Your task is to retype each line of the data below exactly.

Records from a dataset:
━━━━━━━━━━━━━━━━━━━━━━━━━━━━━━

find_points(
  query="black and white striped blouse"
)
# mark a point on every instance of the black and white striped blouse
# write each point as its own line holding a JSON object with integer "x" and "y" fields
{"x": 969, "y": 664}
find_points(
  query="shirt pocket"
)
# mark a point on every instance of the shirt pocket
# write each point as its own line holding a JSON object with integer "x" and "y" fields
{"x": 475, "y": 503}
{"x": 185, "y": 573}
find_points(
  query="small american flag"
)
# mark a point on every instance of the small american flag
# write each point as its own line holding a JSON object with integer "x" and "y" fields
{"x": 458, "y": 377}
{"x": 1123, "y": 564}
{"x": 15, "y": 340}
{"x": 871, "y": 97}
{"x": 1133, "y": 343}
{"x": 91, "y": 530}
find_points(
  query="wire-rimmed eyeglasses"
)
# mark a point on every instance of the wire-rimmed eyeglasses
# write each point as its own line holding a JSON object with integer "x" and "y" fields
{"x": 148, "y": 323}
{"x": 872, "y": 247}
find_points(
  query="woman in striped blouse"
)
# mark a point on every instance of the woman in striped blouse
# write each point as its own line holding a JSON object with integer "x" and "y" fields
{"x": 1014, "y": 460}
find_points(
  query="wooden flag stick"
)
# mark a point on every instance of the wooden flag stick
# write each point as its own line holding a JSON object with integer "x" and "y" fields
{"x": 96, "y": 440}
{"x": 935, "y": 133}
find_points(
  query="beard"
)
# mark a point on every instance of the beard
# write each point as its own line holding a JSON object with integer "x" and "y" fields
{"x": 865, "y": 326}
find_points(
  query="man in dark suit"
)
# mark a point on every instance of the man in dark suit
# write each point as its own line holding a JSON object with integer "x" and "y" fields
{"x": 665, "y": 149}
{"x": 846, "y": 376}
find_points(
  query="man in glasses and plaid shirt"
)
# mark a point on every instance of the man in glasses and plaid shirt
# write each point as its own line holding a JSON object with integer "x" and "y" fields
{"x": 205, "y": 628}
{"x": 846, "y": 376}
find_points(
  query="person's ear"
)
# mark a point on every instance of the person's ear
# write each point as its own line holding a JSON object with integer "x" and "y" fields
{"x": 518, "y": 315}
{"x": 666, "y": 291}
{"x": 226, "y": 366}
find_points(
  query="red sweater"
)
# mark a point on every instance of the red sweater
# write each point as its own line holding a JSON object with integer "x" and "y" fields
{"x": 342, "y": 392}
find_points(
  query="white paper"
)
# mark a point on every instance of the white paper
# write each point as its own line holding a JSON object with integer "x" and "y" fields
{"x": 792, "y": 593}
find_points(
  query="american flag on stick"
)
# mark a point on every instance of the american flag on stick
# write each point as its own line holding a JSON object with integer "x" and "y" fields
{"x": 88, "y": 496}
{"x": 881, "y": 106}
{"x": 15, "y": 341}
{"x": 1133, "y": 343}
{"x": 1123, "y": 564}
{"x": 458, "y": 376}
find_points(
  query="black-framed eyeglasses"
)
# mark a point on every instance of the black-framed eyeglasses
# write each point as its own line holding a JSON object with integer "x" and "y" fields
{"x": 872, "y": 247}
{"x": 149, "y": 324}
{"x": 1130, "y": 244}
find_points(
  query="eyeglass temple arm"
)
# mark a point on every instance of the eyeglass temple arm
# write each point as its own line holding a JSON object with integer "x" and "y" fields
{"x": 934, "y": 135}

━━━━━━━━━━━━━━━━━━━━━━━━━━━━━━

◆ Reply to the task ◆
find_points(
  query="black and white striped blouse"
)
# mark a point on every instance of the black and white striped blouse
# write each point as its own line holding a JSON object with integer "x" and "y" fields
{"x": 969, "y": 664}
find_points(
  query="shirt pocket"
)
# mark a point on every instance of the shirt pocket
# write each point as its own line holding a JSON object with integer "x" and "y" fields
{"x": 475, "y": 503}
{"x": 185, "y": 573}
find_points(
  query="small american flag"
)
# mark a point on every instance of the small american flag
# write each point as its own line holding a JSON object with integer "x" and "y" fields
{"x": 458, "y": 377}
{"x": 1123, "y": 564}
{"x": 15, "y": 340}
{"x": 871, "y": 97}
{"x": 1133, "y": 343}
{"x": 91, "y": 530}
find_points(
  query="wire-rimmed eyeglasses"
)
# mark a point on every instance of the wire-rimmed eyeglasses
# write each point as its own line holding a JSON object with integer "x" and "y" fields
{"x": 148, "y": 323}
{"x": 872, "y": 247}
find_points(
  query="woman in striped blouse"
)
# mark a point on every instance of the woman in striped blouse
# write each point as its own line holding a JSON object with integer "x" and "y" fields
{"x": 1014, "y": 460}
find_points(
  query="wooden flag stick"
)
# mark a point on every instance of the wooden flag stick
# write each point as its own line holding a JSON object with integer "x" and "y" fields
{"x": 96, "y": 440}
{"x": 935, "y": 133}
find_points(
  query="beard"
)
# mark a point on every instance of the beard
# write each point as its own line holding a JSON object with integer "x" and "y" fields
{"x": 865, "y": 326}
find_points(
  query="man in dark suit"
)
# mark a point on every instance of the man in dark suit
# write each point as its own line holding a JSON object with integer "x" and "y" fields
{"x": 665, "y": 149}
{"x": 846, "y": 376}
find_points(
  query="man in glasses and plaid shirt"
)
# mark a point on every instance of the man in glasses and plaid shirt
# write each point as its own line holding a JSON object with integer "x" and "y" fields
{"x": 205, "y": 628}
{"x": 846, "y": 376}
find_points(
  query="person's ear"
)
# mark a point on every instance of the person's ear
# write each point as its own line holding a JSON object with integer "x" and "y" fields
{"x": 518, "y": 315}
{"x": 666, "y": 291}
{"x": 226, "y": 366}
find_points(
  query="red sweater"
)
# mark a point on every instance of the red sweater
# write each point as its own line holding a JSON object with integer "x" and "y" fields
{"x": 342, "y": 392}
find_points(
  query="white paper"
)
# mark a point on every instance of the white paper
# write each point as its own line holding a JSON object with integer "x" and "y" fields
{"x": 792, "y": 593}
find_points(
  query="american flag on stick"
)
# mark a point on every instance of the american flag on stick
# write each point as its own line holding a JSON object with integer "x" and "y" fields
{"x": 88, "y": 496}
{"x": 881, "y": 106}
{"x": 15, "y": 341}
{"x": 1133, "y": 343}
{"x": 1123, "y": 564}
{"x": 458, "y": 376}
find_points(
  query="black-framed eyeglasses"
)
# mark a point on every instance of the black-framed eyeglasses
# write each point as its own line holding a JSON object with integer "x" and "y" fields
{"x": 872, "y": 247}
{"x": 149, "y": 324}
{"x": 1130, "y": 244}
find_points(
  query="eyeglass temple arm"
)
# mark a point on every instance of the eyeglass temple arm
# write each point as its own line holding a JSON object with integer "x" and "y" fields
{"x": 934, "y": 135}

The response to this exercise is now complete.